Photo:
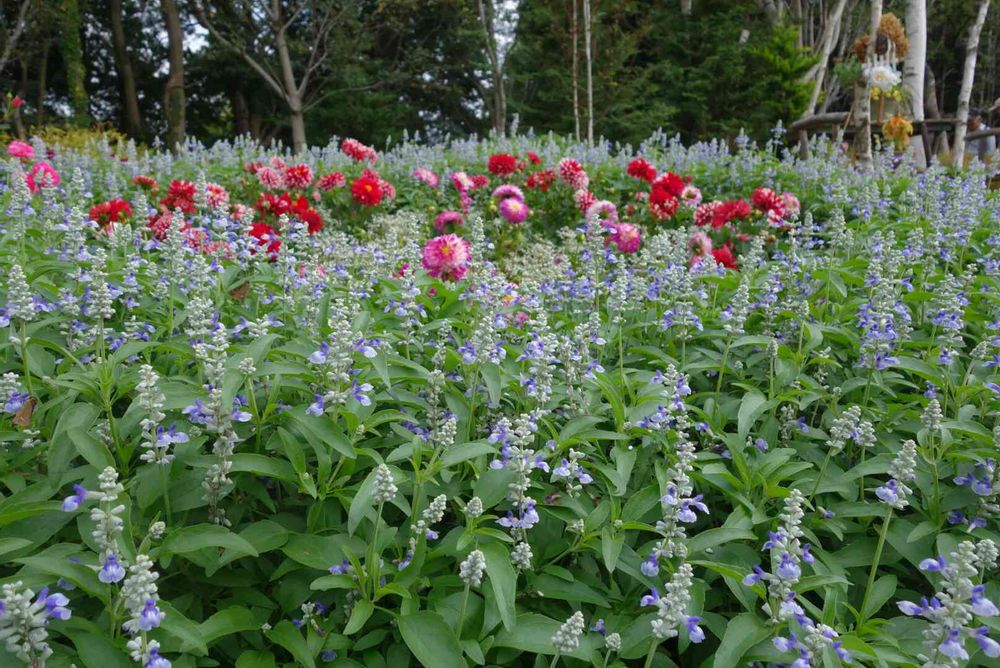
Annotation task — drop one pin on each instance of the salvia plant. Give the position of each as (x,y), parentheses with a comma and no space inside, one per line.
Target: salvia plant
(502,402)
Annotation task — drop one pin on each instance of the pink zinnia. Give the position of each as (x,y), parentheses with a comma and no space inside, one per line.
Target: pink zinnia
(20,149)
(626,237)
(445,218)
(447,257)
(426,176)
(508,190)
(42,175)
(514,210)
(299,176)
(330,181)
(573,174)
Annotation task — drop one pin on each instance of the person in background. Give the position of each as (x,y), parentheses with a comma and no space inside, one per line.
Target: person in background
(984,146)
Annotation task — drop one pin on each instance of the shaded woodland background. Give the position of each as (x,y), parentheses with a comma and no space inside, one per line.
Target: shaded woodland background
(162,70)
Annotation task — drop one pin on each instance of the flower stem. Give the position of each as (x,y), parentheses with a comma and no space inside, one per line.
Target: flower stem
(878,555)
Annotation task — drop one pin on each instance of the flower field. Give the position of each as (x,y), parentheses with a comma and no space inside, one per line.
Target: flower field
(516,402)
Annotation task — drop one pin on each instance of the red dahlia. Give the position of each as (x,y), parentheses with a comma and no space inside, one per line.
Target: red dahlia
(366,191)
(502,164)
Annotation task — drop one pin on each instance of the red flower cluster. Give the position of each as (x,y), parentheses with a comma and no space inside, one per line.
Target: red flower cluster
(641,168)
(284,205)
(366,191)
(147,183)
(329,182)
(298,177)
(180,195)
(266,236)
(664,196)
(769,202)
(718,214)
(502,164)
(106,214)
(358,151)
(542,180)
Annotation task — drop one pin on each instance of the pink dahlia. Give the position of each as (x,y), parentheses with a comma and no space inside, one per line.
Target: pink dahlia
(271,178)
(20,149)
(328,182)
(508,190)
(358,151)
(603,212)
(298,177)
(572,174)
(513,210)
(426,177)
(216,196)
(792,204)
(447,257)
(584,200)
(626,237)
(42,175)
(445,218)
(462,182)
(690,196)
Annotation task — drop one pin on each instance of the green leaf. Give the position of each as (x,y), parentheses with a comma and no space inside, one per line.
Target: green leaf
(882,591)
(363,609)
(533,633)
(285,634)
(751,408)
(431,640)
(743,632)
(462,452)
(96,650)
(718,536)
(199,536)
(255,659)
(226,622)
(503,581)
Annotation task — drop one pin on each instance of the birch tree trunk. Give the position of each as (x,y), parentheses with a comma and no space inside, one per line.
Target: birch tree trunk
(123,63)
(862,97)
(574,35)
(915,63)
(487,16)
(968,76)
(831,31)
(590,74)
(174,102)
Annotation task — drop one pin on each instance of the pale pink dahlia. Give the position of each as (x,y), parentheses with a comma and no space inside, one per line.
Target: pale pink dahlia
(447,257)
(626,237)
(514,210)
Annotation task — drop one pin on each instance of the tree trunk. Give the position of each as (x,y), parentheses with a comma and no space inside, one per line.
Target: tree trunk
(574,33)
(831,31)
(590,72)
(71,45)
(43,73)
(174,102)
(487,16)
(862,97)
(916,58)
(968,76)
(241,112)
(132,121)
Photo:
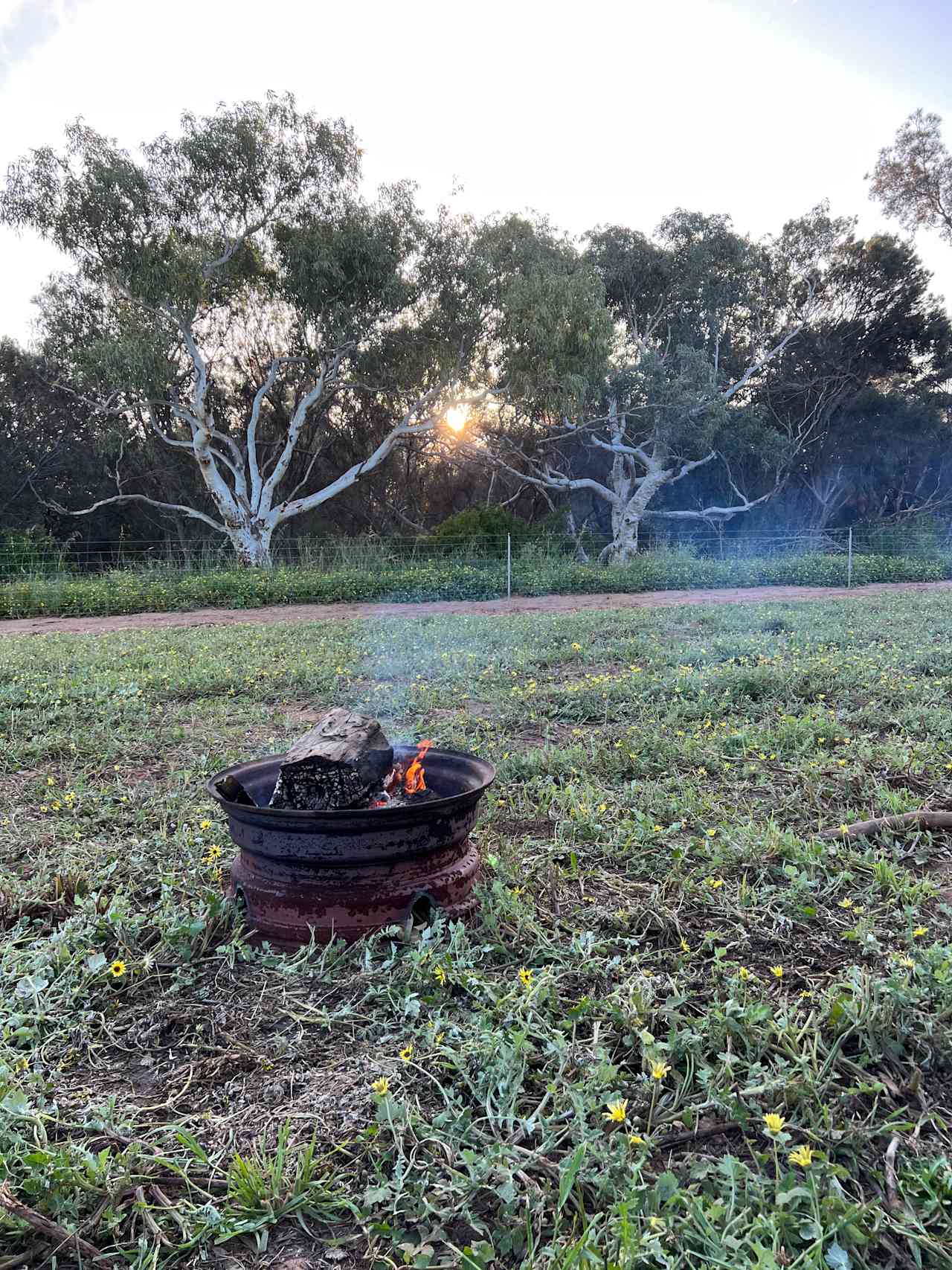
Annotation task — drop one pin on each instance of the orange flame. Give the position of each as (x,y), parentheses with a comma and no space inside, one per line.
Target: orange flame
(413,777)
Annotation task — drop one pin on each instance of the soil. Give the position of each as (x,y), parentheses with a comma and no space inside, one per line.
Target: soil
(437,607)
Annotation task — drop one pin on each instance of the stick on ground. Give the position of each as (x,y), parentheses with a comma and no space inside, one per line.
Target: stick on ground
(48,1228)
(921,819)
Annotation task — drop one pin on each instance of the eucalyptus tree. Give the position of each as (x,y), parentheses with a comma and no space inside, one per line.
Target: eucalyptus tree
(913,177)
(704,318)
(233,294)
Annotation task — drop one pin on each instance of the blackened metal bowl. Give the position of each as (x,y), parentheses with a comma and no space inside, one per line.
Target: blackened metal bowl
(344,874)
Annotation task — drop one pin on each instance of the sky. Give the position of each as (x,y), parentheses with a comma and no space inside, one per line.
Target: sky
(605,112)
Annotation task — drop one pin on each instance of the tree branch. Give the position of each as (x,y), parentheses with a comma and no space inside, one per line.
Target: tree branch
(177,508)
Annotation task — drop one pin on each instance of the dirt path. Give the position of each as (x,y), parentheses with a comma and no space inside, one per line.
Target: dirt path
(517,605)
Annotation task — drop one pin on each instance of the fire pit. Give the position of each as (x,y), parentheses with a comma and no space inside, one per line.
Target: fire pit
(341,874)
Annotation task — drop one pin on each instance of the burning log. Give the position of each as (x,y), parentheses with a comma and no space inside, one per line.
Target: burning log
(341,763)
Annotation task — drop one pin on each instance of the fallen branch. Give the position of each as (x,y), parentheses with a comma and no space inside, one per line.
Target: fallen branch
(48,1228)
(891,1176)
(702,1131)
(155,1230)
(921,819)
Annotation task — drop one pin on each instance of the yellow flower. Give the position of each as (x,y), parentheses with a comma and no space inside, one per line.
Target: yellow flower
(774,1123)
(617,1112)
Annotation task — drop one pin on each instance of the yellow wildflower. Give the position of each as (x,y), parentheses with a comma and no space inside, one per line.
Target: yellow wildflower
(617,1112)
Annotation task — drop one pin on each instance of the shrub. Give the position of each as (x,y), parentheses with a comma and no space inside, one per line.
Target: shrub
(486,527)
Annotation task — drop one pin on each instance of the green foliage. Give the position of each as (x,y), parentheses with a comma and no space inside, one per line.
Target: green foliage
(30,551)
(535,573)
(652,865)
(488,527)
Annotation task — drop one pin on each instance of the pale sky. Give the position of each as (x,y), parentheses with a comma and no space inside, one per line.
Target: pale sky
(598,112)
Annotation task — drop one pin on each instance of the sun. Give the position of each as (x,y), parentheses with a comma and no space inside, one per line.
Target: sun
(457,417)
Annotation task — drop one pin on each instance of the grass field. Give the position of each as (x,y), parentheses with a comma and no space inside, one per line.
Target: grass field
(668,955)
(396,580)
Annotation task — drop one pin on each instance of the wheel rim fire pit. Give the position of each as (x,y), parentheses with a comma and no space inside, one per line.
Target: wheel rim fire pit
(343,874)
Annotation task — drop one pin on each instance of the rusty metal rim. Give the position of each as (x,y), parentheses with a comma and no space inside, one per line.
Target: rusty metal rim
(481,774)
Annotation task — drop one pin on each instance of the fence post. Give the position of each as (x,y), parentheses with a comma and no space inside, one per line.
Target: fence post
(849,558)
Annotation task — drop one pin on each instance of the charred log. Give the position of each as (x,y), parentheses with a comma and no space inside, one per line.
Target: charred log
(341,763)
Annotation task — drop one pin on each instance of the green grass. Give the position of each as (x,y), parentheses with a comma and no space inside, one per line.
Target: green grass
(126,591)
(650,855)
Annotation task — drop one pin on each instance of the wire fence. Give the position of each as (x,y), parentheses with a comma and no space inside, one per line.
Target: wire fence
(370,554)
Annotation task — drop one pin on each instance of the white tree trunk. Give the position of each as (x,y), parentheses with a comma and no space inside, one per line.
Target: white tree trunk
(253,544)
(625,535)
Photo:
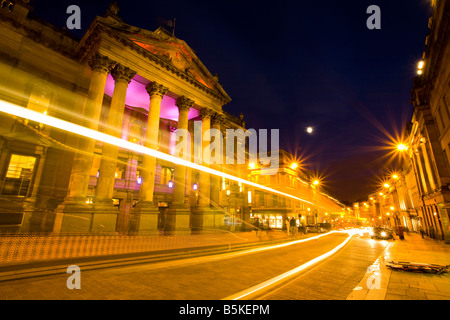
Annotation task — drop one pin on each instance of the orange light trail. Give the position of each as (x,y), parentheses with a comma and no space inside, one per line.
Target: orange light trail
(21,112)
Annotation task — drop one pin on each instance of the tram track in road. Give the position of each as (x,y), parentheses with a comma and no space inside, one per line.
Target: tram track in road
(256,290)
(327,279)
(203,277)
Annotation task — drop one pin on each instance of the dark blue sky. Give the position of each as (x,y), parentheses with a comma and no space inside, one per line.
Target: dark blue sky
(291,64)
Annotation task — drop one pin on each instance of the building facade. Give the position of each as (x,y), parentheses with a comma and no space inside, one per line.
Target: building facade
(145,87)
(138,85)
(274,210)
(428,133)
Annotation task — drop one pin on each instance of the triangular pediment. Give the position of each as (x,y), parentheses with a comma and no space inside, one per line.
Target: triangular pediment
(169,49)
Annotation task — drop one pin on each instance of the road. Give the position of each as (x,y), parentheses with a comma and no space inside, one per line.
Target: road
(216,277)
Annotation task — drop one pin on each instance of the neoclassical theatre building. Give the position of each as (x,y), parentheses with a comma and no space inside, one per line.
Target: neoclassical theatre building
(131,83)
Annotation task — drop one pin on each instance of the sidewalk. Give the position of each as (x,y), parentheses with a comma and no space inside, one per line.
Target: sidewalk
(407,285)
(28,250)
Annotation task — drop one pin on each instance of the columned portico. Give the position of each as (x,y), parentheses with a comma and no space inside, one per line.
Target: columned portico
(203,215)
(104,210)
(75,202)
(178,216)
(147,210)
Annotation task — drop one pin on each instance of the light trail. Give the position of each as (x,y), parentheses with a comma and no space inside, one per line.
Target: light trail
(288,274)
(21,112)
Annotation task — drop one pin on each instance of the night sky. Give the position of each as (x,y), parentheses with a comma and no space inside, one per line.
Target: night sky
(292,64)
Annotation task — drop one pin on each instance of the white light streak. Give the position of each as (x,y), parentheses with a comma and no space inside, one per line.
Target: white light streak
(21,112)
(289,273)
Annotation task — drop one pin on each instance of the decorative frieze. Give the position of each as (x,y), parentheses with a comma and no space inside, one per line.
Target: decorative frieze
(156,89)
(100,63)
(122,74)
(206,113)
(184,103)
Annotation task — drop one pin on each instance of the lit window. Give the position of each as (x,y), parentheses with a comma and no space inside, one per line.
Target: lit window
(18,176)
(166,175)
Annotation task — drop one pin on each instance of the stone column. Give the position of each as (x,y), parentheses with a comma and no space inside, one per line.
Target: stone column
(203,215)
(75,202)
(178,215)
(146,209)
(103,204)
(216,180)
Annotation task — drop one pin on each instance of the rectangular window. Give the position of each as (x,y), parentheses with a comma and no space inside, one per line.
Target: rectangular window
(166,175)
(18,176)
(438,119)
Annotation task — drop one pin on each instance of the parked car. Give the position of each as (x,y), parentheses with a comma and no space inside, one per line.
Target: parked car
(319,227)
(384,233)
(324,227)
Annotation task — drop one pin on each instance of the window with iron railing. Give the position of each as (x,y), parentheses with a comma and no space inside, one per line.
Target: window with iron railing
(18,176)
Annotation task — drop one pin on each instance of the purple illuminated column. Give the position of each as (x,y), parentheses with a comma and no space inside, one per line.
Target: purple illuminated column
(105,185)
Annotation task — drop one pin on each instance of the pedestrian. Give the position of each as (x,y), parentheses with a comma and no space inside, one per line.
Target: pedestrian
(256,225)
(293,225)
(421,231)
(400,232)
(432,232)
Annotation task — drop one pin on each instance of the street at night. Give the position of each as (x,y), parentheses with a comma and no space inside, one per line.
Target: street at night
(219,276)
(220,159)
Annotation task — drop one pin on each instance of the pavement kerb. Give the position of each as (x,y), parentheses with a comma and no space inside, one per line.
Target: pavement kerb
(412,249)
(374,284)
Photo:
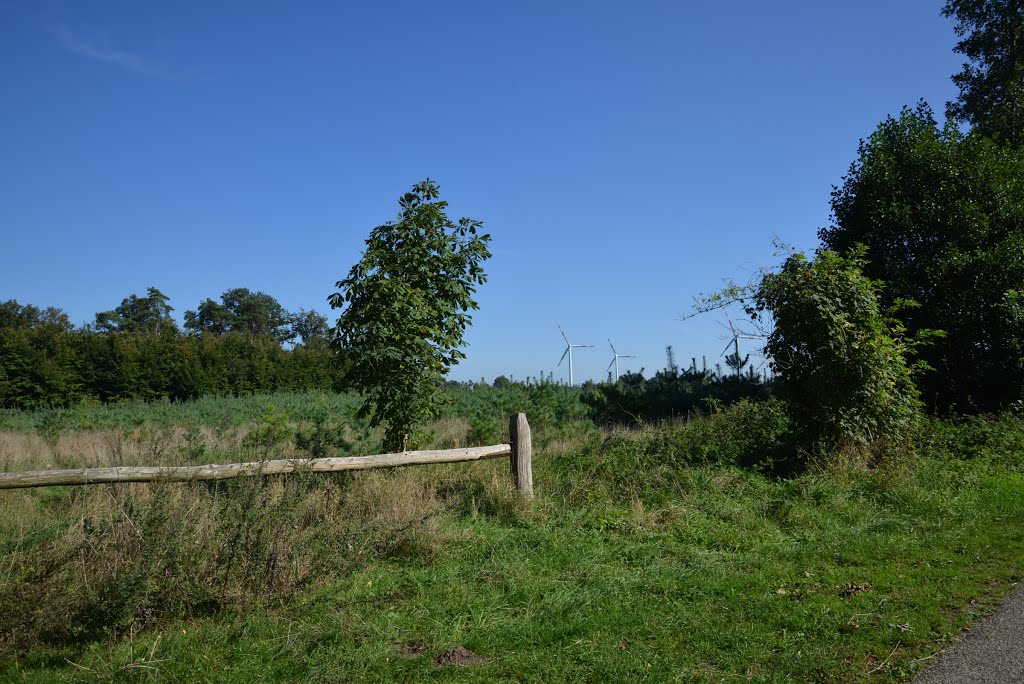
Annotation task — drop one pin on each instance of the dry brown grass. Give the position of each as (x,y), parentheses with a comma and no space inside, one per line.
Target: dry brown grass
(79,562)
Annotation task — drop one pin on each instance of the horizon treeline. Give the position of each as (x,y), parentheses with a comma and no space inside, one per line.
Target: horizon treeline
(138,351)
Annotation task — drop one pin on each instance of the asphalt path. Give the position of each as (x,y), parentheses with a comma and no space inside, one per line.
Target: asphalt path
(992,652)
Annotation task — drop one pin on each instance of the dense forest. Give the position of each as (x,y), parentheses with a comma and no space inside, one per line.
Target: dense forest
(245,343)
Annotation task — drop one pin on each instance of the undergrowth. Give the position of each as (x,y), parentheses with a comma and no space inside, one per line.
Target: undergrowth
(686,551)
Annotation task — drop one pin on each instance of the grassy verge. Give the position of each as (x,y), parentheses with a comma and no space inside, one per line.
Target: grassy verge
(647,556)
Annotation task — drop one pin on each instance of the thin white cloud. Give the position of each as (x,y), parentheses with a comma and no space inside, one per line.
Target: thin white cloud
(120,58)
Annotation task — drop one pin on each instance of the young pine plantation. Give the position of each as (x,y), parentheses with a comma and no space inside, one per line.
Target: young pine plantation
(670,551)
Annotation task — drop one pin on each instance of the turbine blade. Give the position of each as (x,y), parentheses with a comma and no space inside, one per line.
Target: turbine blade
(563,334)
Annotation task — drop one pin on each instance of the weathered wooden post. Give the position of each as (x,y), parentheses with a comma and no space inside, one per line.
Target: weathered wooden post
(522,455)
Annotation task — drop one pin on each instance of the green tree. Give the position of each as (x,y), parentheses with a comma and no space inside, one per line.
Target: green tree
(840,361)
(991,83)
(242,310)
(942,216)
(139,314)
(406,309)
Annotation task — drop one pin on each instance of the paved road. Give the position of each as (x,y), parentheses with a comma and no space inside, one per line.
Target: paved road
################
> **Task prompt**:
Write out the entries word for word, starting at the line that contains "of the dense" and ending at the last line of the entries.

> **Answer**:
Annotation task — drop one pin on each instance of the dense forest. Give the position of each as (x,y), parentheses with a comma and no space inside, one per line.
Target: dense forest
(245,343)
Annotation task — drop one pin on each instance of the undergrowth. Give the position of each as (x,y), parentheses with a comma and no space inside, one per line.
Target: undergrowth
(686,551)
Annotation task — drop one pin on each instance of the grassy verge. Give the position of each as (x,y), parentheses with a comma and no space inside, one per line.
Target: grassy verge
(647,556)
Annotation task — drop one pin on each instance of the thin white cloud. Give the position of each as (x,y), parentheses with a comma and no space inside, one per line.
Target: thin white cloud
(120,58)
Annotation task — drop one pin on each instance of the young pine plantation. Give the position of each as (x,y), parentheses with a comma and no space inside, one per line.
Target: young pine plantation
(670,551)
Annotation task — drop one pin on each instance of the turbine blade. Give the position of each as (x,y), parentheses with a comma and no space inside, one per line.
Target: turbine blade
(563,334)
Annotation task — drop one pin on each instance of the weathered wooden post. Give the position of each as (x,y), parentheses with a comma and no space inside, one per line.
Target: weathered wooden post
(522,455)
Annotation task — drop one pin on each instance of the green tree. Give the position of each as (x,y), parentheses with a comma and no space inside, one per line.
Target: green tree
(840,361)
(991,83)
(242,310)
(942,216)
(139,314)
(406,309)
Annotation task — drop one pin on each instance of the paved road. Give the position of each as (x,y), parentheses with a comma and no space inside, one per line.
Target: paved road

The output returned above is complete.